**Problem to solve**:
Copy each line of the records that contains the word "with".

-- Opening Marker --

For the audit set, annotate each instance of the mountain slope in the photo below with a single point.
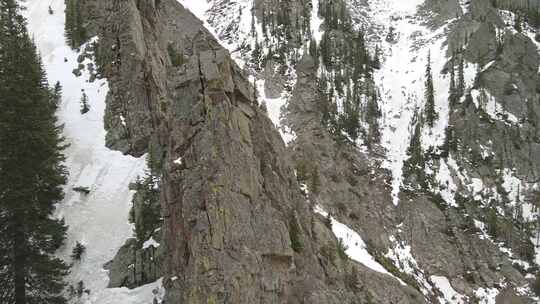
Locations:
(435, 214)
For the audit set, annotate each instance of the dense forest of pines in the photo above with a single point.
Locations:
(31, 170)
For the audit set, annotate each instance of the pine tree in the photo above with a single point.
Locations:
(85, 107)
(429, 94)
(31, 169)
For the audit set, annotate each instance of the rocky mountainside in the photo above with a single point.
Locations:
(317, 151)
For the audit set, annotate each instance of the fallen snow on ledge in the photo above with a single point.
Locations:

-- Closing Marker --

**Answer space**:
For the audit set, annotate each instance of the mountain slope in the photo below with a single point.
For the audit set, annotate each instance of the dense forest of pines in the photo above with a single point.
For the audit set, annotate each instance of the pine tree in the photo above with a single point.
For the audit set, annotate each instance of the rocky mountainside in the photo above with a single point.
For the audit set, annotate each instance of the fallen snow on ledge in the photo above with a single point.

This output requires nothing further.